═════ The records ═════
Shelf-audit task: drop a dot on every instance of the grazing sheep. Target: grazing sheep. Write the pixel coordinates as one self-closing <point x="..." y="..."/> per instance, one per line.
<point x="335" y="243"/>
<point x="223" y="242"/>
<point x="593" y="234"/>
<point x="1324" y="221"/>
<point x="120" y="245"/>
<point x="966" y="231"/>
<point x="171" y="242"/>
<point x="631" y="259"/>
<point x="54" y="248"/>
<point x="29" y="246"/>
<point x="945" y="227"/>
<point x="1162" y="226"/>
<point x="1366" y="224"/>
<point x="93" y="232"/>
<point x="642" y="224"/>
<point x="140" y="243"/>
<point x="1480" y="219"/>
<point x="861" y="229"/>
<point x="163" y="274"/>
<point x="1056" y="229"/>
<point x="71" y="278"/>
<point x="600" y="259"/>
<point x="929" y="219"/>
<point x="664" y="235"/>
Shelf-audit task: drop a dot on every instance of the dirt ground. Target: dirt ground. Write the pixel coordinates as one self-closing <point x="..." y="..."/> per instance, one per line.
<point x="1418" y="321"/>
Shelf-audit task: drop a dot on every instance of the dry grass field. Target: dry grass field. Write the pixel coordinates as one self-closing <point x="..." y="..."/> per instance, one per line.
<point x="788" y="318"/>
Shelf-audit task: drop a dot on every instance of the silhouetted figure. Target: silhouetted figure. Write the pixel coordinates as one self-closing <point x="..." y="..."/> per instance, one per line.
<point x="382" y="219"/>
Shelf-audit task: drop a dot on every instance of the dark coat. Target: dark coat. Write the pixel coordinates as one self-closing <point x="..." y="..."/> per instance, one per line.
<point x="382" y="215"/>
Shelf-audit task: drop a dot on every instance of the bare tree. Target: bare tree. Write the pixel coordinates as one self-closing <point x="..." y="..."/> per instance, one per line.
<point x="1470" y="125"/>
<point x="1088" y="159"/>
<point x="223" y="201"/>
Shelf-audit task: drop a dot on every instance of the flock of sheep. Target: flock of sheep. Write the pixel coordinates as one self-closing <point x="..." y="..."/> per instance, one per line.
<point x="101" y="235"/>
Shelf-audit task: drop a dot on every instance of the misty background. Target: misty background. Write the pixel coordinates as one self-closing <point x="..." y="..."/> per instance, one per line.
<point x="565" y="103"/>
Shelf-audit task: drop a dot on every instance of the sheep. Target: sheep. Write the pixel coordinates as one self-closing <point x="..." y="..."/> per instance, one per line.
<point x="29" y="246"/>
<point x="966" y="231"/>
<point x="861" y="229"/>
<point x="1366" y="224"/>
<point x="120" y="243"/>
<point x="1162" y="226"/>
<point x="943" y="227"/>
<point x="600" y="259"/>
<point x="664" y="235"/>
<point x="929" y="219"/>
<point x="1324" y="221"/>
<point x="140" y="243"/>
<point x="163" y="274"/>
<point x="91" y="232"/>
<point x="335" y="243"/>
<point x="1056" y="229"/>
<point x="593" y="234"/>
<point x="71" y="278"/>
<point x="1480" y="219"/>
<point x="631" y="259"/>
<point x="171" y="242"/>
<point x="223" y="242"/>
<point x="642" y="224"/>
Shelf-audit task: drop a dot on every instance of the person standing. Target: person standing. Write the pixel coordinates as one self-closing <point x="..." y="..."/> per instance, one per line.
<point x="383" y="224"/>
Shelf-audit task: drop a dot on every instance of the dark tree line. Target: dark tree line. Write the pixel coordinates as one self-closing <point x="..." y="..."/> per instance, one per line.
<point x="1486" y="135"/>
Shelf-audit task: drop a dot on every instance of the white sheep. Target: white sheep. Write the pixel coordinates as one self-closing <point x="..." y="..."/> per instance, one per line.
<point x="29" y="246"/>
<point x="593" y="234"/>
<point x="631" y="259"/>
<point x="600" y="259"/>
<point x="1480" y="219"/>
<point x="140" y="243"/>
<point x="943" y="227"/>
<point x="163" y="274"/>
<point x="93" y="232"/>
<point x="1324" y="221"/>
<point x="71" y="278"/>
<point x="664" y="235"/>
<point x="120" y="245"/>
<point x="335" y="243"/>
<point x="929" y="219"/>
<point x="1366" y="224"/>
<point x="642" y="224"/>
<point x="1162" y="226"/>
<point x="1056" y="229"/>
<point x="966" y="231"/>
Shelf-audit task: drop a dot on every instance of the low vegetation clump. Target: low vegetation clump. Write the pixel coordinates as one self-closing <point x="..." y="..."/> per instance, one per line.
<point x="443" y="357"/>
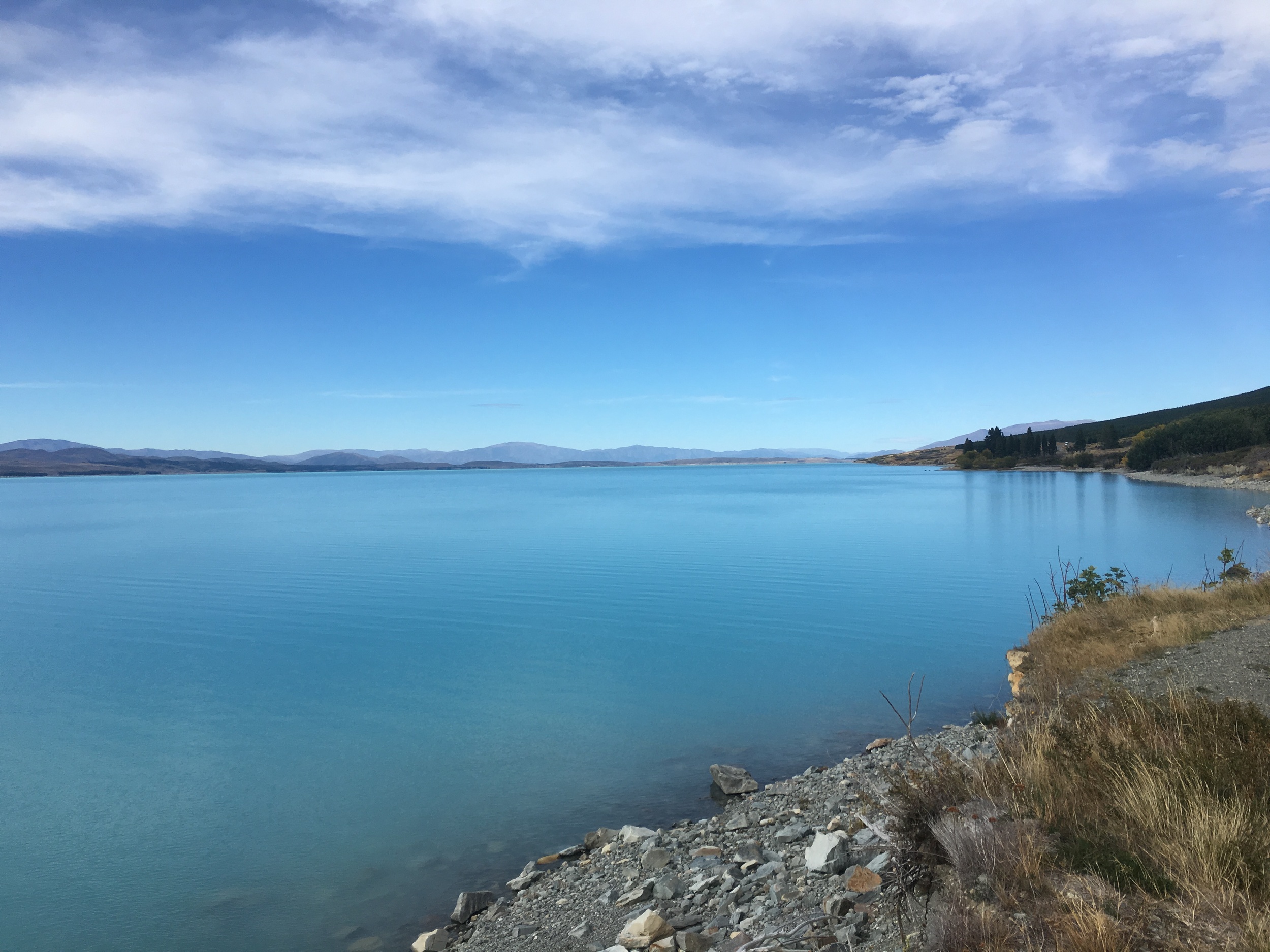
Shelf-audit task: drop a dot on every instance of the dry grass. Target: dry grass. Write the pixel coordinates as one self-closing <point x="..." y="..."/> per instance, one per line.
<point x="1099" y="810"/>
<point x="1101" y="638"/>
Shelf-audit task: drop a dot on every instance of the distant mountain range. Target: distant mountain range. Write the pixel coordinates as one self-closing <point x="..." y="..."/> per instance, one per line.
<point x="503" y="452"/>
<point x="1009" y="431"/>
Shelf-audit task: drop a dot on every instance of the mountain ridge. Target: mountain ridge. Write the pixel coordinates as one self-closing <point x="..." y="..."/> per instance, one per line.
<point x="512" y="452"/>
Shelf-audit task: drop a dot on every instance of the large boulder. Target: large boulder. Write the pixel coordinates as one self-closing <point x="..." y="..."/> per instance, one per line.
<point x="829" y="853"/>
<point x="733" y="780"/>
<point x="469" y="904"/>
<point x="643" y="931"/>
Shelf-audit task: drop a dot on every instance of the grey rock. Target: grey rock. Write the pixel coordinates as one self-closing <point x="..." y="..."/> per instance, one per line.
<point x="840" y="905"/>
<point x="692" y="942"/>
<point x="469" y="904"/>
<point x="733" y="780"/>
<point x="598" y="838"/>
<point x="865" y="837"/>
<point x="797" y="831"/>
<point x="769" y="870"/>
<point x="641" y="894"/>
<point x="878" y="864"/>
<point x="525" y="880"/>
<point x="829" y="853"/>
<point x="667" y="888"/>
<point x="656" y="859"/>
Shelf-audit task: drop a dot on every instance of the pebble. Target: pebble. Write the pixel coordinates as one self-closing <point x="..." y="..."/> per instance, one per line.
<point x="740" y="874"/>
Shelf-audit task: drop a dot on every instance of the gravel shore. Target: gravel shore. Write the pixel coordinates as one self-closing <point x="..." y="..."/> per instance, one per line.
<point x="1178" y="479"/>
<point x="1231" y="664"/>
<point x="774" y="860"/>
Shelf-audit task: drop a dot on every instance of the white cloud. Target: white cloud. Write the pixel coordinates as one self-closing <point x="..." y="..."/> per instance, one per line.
<point x="529" y="125"/>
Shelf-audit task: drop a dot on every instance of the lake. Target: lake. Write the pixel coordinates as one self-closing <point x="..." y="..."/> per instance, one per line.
<point x="244" y="712"/>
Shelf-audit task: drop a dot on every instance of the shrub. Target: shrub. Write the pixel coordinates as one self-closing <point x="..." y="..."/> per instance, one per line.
<point x="1104" y="635"/>
<point x="1203" y="433"/>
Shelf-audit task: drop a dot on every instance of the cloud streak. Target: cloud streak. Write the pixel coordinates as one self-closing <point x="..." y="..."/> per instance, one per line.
<point x="529" y="126"/>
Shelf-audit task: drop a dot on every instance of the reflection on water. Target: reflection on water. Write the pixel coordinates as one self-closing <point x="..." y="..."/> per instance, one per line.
<point x="258" y="712"/>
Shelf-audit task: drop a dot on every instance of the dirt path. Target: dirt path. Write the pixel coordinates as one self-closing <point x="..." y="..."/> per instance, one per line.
<point x="1233" y="664"/>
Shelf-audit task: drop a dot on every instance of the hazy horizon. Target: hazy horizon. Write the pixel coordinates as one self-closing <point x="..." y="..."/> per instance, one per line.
<point x="281" y="226"/>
═════
Could you repeat all of the entries exactly, without any of the images?

Shelf-audit task: drop a dot on every instance of the grazing sheep. Target: grazing sheep. Write the pixel coordinates as one self-closing <point x="..." y="..."/> per instance, one per line.
<point x="335" y="243"/>
<point x="223" y="242"/>
<point x="593" y="234"/>
<point x="1324" y="221"/>
<point x="120" y="245"/>
<point x="966" y="231"/>
<point x="171" y="242"/>
<point x="631" y="259"/>
<point x="54" y="248"/>
<point x="29" y="246"/>
<point x="945" y="227"/>
<point x="1162" y="226"/>
<point x="1366" y="224"/>
<point x="93" y="232"/>
<point x="642" y="224"/>
<point x="140" y="243"/>
<point x="1480" y="219"/>
<point x="861" y="229"/>
<point x="163" y="274"/>
<point x="1056" y="229"/>
<point x="71" y="278"/>
<point x="600" y="259"/>
<point x="929" y="219"/>
<point x="664" y="235"/>
Shelf-audit task: drop a dot on every instance of the dirt ground. Target: dirt ground. Write the pixel coordinates as one self-closing <point x="..." y="..."/> per instance, one per line.
<point x="1418" y="321"/>
Shelf-audit task: drop a dot on every instance of the dry grass field. Target: dry grass field. Write the pixel coordinates as one self-closing <point x="..." y="..."/> per instance, one per line.
<point x="788" y="318"/>
Shelf-audit task: drop a dot on every instance of the silhouetted figure. Target: silhouetted figure. Write the pixel coordinates as one self-closing <point x="..." y="..."/> per instance, one per line.
<point x="382" y="219"/>
Shelf-audit task: drop a dot on every instance of the dark coat. Target: dark coat. Write the pixel coordinates as one self-closing <point x="..." y="..."/> per instance, one per line.
<point x="382" y="215"/>
Shelf-audit task: drop a dot on every instance of the bare tree. Target: bare tree. Write the pixel coordinates as one self-closing <point x="..." y="..."/> per instance, one per line.
<point x="1470" y="125"/>
<point x="1088" y="159"/>
<point x="223" y="201"/>
Shelf-audit task: drop a dot on every instance of the flock of sheep. Target: flock of sheep. Write the pixel coordinates as one self-closing <point x="..." y="..."/> per instance, one per line.
<point x="101" y="235"/>
Shelf-audit task: drop a dot on every instance of the misty background. Target: misty background. Write the pixel coordinates as one self-closing <point x="..." y="..."/> per instance, one per line.
<point x="565" y="103"/>
Shelf-audit task: drop a dot on every instance of the sheep. Target: sheep. Write the pixel coordinates as one self-closing <point x="..." y="..."/> per instance, one per line.
<point x="29" y="246"/>
<point x="966" y="231"/>
<point x="861" y="229"/>
<point x="1366" y="224"/>
<point x="120" y="243"/>
<point x="1162" y="226"/>
<point x="943" y="227"/>
<point x="600" y="259"/>
<point x="664" y="235"/>
<point x="929" y="219"/>
<point x="1324" y="221"/>
<point x="140" y="243"/>
<point x="163" y="274"/>
<point x="91" y="232"/>
<point x="335" y="243"/>
<point x="1056" y="229"/>
<point x="593" y="234"/>
<point x="71" y="278"/>
<point x="1480" y="219"/>
<point x="631" y="259"/>
<point x="171" y="242"/>
<point x="223" y="242"/>
<point x="642" y="224"/>
Shelf-audit task: drop a dot on every instance of the person standing. Target: person standing. Write the pixel coordinates as one self-closing <point x="..." y="..."/> per instance, one per line.
<point x="383" y="224"/>
Shelf-audit task: drop a dot on every instance of the dark tree line. Target: dark tree line. Write the pixel coordinates as one self-closing <point x="..." y="..."/> per instance, one per line.
<point x="1486" y="135"/>
Shelf-audit task: drop a dot on every instance of the white sheep. Target: white sheep. Write the pixel coordinates as one self-closing <point x="..." y="..."/> per instance, one per line.
<point x="29" y="246"/>
<point x="593" y="234"/>
<point x="631" y="259"/>
<point x="600" y="259"/>
<point x="1480" y="219"/>
<point x="140" y="243"/>
<point x="943" y="227"/>
<point x="163" y="274"/>
<point x="93" y="232"/>
<point x="1324" y="221"/>
<point x="71" y="278"/>
<point x="664" y="235"/>
<point x="120" y="245"/>
<point x="335" y="243"/>
<point x="929" y="219"/>
<point x="1366" y="224"/>
<point x="642" y="224"/>
<point x="1162" y="226"/>
<point x="1056" y="229"/>
<point x="966" y="231"/>
Shelf-audit task: drop a dot on every instance of the low vegetation clump. Target: low vegetation clump. Write the pixel coordinates as one self-closing <point x="..." y="..."/> per instance, one per line.
<point x="443" y="357"/>
Shelf-audit task: drop a dot on every instance of the dry grass. Target: dry grass. Write the pixel coordinates as one self-closing <point x="..." y="..."/> per instance, one per line.
<point x="1099" y="810"/>
<point x="1101" y="638"/>
Shelf-audit task: drop a dot on every instance of the distant mountain range. Target: distant mountain range. Write the pixel coordinates as one self-closing <point x="..." y="..."/> per instance, one per line.
<point x="503" y="452"/>
<point x="1009" y="431"/>
Shelf-audit task: drop a dot on every instance of the mountain ridge. Target: mountain ridge. Write the pixel coordinates as one self-closing <point x="..." y="..."/> per instance, one per line.
<point x="512" y="452"/>
Shelf-audit task: drop a dot on every instance of the large boulder. Target: large boulder. Write the pixel coordinates as one self-closing <point x="..." y="..."/> per instance, one per line.
<point x="829" y="853"/>
<point x="733" y="780"/>
<point x="469" y="904"/>
<point x="643" y="931"/>
Shelf-audit task: drop a dot on every instance of the grey rock. Target: grey rock. Write the pixel coordinates as one self-closing <point x="..." y="..."/> per instance, one per line.
<point x="840" y="905"/>
<point x="692" y="942"/>
<point x="469" y="904"/>
<point x="733" y="780"/>
<point x="598" y="838"/>
<point x="865" y="837"/>
<point x="797" y="831"/>
<point x="769" y="870"/>
<point x="641" y="894"/>
<point x="878" y="864"/>
<point x="525" y="880"/>
<point x="829" y="853"/>
<point x="667" y="888"/>
<point x="656" y="859"/>
Shelf-audit task: drop a dot on every instance of the pebble. Target: pebble. Write the pixel coordinates as one self-closing <point x="..." y="..."/> per instance, one per line.
<point x="740" y="874"/>
Shelf-audit task: drop a dot on every instance of the gravel shore. Target: gravel shore. Write the pixel coordinates as one self-closing <point x="..." y="..."/> per instance, one per line.
<point x="1178" y="479"/>
<point x="1231" y="664"/>
<point x="774" y="860"/>
Shelf-audit task: drop a dot on every instance of the white cloud. Target: white cloud. Write the pixel coordinates as one self-closing <point x="..." y="..."/> per instance, one per line.
<point x="529" y="125"/>
Shelf-audit task: drop a dot on every instance of the lake. Target: lake. Write the pixel coordinates as one self-closing <point x="..." y="..."/> per instance, one per line.
<point x="244" y="712"/>
Shelf-audit task: drop a dot on every instance of the shrub. Target: shrub. Write the pixel coordinates as one self-closing <point x="..." y="..."/> per instance, one per line.
<point x="1104" y="635"/>
<point x="1203" y="433"/>
Shelf-audit task: drop a dot on every instance of the cloud streak. Target: cloud streak. Write the pixel coordinates as one self-closing <point x="..." y="..."/> per instance, one per line.
<point x="529" y="126"/>
Shelf-audit task: drop a dot on every instance of the reflection on water. Target: reflection on water. Write the pixel coordinates as one self-closing <point x="..." y="..."/> per instance, one per line.
<point x="258" y="712"/>
Shelf-audit task: drop a dot on every instance of the dirt path. Target: dirt path. Write the pixel coordinates as one self-closing <point x="..." y="..."/> per instance, one per line.
<point x="1233" y="664"/>
Shelf-audit task: drop a dot on every instance of the hazy horizon. Target: hazy horizon. Write the pixel coordinates as one self-closing <point x="..." y="..."/> per instance, one per line.
<point x="281" y="226"/>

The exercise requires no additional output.